(Image object location entries)
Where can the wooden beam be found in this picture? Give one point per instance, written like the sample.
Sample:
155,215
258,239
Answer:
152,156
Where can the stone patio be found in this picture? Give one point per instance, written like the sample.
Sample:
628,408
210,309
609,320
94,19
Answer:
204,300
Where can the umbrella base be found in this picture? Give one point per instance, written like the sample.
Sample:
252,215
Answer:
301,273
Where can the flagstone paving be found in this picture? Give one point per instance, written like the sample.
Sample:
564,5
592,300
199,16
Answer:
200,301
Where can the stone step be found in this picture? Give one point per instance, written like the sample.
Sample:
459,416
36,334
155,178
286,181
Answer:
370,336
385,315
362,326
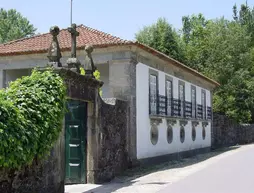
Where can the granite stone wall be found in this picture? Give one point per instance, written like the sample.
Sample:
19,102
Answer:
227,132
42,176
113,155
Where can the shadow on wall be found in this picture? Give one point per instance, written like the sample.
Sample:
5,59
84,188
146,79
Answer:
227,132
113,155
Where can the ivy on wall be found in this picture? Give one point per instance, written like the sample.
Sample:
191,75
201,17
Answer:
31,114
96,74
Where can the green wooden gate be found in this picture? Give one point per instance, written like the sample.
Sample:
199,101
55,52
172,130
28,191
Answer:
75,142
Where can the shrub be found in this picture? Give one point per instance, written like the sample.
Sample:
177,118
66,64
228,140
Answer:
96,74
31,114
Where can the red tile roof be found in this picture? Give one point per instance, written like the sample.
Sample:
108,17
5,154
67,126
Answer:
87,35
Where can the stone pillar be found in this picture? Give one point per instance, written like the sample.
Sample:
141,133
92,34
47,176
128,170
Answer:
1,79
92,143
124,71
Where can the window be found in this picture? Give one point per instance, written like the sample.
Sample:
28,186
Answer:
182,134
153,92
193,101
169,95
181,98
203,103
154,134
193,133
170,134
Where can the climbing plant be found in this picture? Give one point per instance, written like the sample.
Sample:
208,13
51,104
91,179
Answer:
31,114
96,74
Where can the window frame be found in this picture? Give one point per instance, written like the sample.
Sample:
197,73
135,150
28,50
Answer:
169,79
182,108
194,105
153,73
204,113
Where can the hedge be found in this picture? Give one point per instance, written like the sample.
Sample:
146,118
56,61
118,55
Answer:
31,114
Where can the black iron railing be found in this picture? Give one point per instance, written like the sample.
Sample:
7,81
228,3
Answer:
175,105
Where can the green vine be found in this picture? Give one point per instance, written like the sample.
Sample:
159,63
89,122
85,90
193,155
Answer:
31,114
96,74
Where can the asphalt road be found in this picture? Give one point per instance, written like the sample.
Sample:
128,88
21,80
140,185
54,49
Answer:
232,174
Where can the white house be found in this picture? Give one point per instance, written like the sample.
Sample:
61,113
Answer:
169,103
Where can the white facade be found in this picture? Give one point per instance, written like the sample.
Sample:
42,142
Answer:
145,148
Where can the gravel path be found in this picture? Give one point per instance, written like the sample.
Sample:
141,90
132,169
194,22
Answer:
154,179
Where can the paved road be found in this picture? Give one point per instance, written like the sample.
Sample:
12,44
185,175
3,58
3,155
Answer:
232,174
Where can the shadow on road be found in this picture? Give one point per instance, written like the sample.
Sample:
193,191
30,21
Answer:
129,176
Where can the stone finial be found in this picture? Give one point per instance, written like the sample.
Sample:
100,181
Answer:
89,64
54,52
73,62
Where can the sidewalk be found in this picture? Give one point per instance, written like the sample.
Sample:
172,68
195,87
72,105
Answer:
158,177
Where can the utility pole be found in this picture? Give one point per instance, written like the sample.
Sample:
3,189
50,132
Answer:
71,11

◆ AIM OF THE EXERCISE
Copy each line exactly, from the line containing "Where can the window frame" down to the last line of the material, and no other lines.

◆ OUTPUT FOR THIS EXERCISE
Where can the window frame be found in this picture? Give one point per instance, written like the sample.
Sample:
197,73
135,150
28,50
Answer:
169,79
182,108
194,105
153,73
204,113
Where can the hedge be found in this picture? Give one point per instance, written like the sample.
Sample:
146,118
56,61
118,55
Answer:
31,114
Where can the black iron railing be found in this picture? Give one point per instance, written like the sample.
Sample:
7,81
228,3
Answer:
175,105
Where can the green vine be found in this picture? Give one point per instance, written like the sample.
Sample:
159,63
89,122
85,90
193,155
Answer:
31,114
96,74
Where can the asphalt road be found in this picture? Give one point per instance, written like the sample.
Sample:
128,88
21,80
140,185
54,49
Answer:
232,174
Where can the white house be found in this picture? Give one point per instance, written like the sample.
Sample:
61,113
Answer:
169,103
Where can the white facade be found in this picture? Give one point per instance, written like the sample.
Sample:
42,142
Answer:
145,148
Where can the gravel path be found in this picture? Give one point per instance, written like the sample.
Sample:
141,90
132,169
194,22
Answer:
154,179
Where can the paved road be found in this picture? Give one point per instance, written like the sample.
Sample:
12,44
185,175
3,58
3,155
Answer:
232,174
Where can the shadow on road be found in this picture? Give one point per instance, written like the sample.
Sample:
193,191
30,21
Answer:
129,176
Where can the stone finial be found in this picture? Give one point per instance, written like the sample.
Sample:
100,181
Answer:
89,64
54,52
73,62
Where can the sidewalk be found in this picture? Give one point per instance, written like the sample.
Sample:
172,68
195,87
72,105
Answer:
158,177
Where can the utility pole be found in this picture? Give one point per instance, written like the sample.
Sample:
3,189
50,132
Answer:
71,11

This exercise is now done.